## Instruction 1
In the book review below, swap "grasshoppers" for "locusts" and write out the stretch from "To say it was" through "lost and unheard.".

## Extracted text
While this book was a disappointment, I’m still interested in first-person history. If anyone enjoyed another book on this time and place, please tell me in the comments.
This is a wonderful collection of beautifully written memoirs of women who willingly, and some not so willingly, pioneered the Kansas frontier. Many joined their husbands wholeheartedly in creating a homestead on free acreage where there was only flat land and endless prairie, living in a house dug into the dirt (a dugout) or a sod home (a soddie) which was barely an improvement. Others left comfortable homes to join their husbands who had traveled ahead and broke down in sobs when they first laid eyes on their "new" home.
To say it was a rough life is an understatement. They battled drought, grasshoppers, fires, fierce winds, blizzards, runaway longhorns, Indians, Civil War violence, illness with no doctors, and maybe worst of all, extreme loneliness. I wouldn't have lasted a minute. It's pretty amazing any of them lasted as long as they did. They cherished the few neighbors they had, the church services whenever and wherever they were held, the occasional dance in town, and Sunday picnics, whatever would bring them into contact with other women.
Again, this is an incredible historical read which makes one appreciate the easy life of today. I'm glad the author compiled these stories so their voices weren't lost and unheard.

## The records
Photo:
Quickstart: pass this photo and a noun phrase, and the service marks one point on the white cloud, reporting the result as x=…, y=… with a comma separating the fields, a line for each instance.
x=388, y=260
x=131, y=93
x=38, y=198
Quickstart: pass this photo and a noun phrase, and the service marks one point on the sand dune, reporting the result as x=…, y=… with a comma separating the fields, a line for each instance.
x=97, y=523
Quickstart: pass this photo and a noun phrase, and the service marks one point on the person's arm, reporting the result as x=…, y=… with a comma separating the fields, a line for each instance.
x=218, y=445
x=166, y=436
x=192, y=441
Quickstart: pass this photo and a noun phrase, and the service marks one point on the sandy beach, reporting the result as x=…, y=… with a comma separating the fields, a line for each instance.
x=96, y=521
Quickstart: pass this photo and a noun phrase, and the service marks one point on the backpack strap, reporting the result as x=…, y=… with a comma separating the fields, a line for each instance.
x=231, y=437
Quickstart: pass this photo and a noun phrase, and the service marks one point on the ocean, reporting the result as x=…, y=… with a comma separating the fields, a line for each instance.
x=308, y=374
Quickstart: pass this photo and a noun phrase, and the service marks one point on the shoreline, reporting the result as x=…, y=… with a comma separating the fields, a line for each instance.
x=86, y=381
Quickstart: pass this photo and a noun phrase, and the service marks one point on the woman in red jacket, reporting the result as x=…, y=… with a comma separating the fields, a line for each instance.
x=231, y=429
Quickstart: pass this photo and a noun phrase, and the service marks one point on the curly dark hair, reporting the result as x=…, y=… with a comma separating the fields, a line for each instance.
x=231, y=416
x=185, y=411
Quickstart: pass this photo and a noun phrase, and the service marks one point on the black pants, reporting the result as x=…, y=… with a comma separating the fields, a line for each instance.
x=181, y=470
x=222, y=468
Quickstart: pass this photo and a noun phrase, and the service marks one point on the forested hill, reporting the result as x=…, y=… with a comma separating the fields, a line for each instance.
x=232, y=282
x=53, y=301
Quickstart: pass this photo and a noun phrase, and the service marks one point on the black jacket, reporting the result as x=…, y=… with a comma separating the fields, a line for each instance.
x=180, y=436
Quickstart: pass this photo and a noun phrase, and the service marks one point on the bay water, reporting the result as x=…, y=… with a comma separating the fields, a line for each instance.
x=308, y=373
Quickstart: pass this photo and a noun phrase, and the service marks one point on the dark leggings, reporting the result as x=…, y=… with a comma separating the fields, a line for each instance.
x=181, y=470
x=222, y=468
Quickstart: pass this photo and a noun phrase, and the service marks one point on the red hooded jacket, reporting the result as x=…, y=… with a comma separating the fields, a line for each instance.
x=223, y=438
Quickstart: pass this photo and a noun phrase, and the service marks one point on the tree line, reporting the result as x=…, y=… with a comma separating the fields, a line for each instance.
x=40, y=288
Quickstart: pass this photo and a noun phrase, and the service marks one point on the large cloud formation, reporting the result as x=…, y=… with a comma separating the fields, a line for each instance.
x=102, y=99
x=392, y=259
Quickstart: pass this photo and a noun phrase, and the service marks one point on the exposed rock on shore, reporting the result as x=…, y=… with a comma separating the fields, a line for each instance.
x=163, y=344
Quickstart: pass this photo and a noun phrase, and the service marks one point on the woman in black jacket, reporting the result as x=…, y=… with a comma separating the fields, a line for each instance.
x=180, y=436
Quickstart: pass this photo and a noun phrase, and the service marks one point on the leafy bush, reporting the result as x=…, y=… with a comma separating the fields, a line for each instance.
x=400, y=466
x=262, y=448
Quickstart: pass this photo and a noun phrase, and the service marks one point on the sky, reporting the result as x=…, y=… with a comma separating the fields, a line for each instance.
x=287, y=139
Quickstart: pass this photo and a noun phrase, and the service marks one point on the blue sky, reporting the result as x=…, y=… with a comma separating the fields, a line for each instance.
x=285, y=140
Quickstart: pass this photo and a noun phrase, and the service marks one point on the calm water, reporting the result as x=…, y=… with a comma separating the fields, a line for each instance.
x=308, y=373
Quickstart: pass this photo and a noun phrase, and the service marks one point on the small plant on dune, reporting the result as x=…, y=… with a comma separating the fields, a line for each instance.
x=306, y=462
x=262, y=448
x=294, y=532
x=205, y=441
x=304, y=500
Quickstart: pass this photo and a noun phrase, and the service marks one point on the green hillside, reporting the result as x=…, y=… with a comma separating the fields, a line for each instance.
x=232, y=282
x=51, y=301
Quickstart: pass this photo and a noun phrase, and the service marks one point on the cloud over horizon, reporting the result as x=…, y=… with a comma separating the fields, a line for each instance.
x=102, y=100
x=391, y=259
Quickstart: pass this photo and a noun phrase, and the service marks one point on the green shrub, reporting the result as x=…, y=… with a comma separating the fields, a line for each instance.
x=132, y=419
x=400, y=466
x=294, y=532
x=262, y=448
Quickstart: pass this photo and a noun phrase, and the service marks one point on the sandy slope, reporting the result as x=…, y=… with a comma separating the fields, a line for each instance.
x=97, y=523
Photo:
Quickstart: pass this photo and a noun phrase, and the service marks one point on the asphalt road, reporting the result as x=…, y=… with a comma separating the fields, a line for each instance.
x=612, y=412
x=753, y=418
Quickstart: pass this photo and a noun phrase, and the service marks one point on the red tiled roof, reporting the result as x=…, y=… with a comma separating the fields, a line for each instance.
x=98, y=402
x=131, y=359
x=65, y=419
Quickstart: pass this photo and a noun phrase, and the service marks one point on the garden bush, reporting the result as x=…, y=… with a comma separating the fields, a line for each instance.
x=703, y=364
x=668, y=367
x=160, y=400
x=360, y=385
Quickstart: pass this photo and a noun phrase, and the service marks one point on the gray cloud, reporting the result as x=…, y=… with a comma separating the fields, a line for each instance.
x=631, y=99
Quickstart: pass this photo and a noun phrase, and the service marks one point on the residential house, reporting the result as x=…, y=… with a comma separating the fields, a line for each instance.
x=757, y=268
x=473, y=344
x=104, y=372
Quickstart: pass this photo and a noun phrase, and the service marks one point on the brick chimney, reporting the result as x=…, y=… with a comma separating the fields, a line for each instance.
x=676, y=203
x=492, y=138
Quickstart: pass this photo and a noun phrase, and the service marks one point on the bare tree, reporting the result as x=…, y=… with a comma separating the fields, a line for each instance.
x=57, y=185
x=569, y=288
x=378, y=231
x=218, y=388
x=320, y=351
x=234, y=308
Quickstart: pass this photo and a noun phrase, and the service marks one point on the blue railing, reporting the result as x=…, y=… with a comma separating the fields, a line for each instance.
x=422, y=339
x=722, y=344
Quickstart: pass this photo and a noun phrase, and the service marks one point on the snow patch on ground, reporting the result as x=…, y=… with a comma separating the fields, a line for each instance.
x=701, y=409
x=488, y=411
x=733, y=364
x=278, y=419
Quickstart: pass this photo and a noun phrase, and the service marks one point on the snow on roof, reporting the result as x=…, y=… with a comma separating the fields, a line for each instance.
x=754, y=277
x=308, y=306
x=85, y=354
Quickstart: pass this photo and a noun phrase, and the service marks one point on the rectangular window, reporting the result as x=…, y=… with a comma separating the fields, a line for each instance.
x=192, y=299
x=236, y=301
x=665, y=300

## Instruction 2
Gather every line of the entries above that contains the string "sandy", treating uppercase and lowercase letters as different.

## Worked solution 1
To say it was a rough life is an understatement. They battled drought, locusts, fires, fierce winds, blizzards, runaway longhorns, Indians, Civil War violence, illness with no doctors, and maybe worst of all, extreme loneliness. I wouldn't have lasted a minute. It's pretty amazing any of them lasted as long as they did. They cherished the few neighbors they had, the church services whenever and wherever they were held, the occasional dance in town, and Sunday picnics, whatever would bring them into contact with other women.
Again, this is an incredible historical read which makes one appreciate the easy life of today. I'm glad the author compiled these stories so their voices weren't lost and unheard.

## Worked solution 2
Quickstart: pass this photo and a noun phrase, and the service marks one point on the sandy beach, reporting the result as x=…, y=… with a comma separating the fields, a line for each instance.
Quickstart: pass this photo and a noun phrase, and the service marks one point on the sandy slope, reporting the result as x=…, y=… with a comma separating the fields, a line for each instance.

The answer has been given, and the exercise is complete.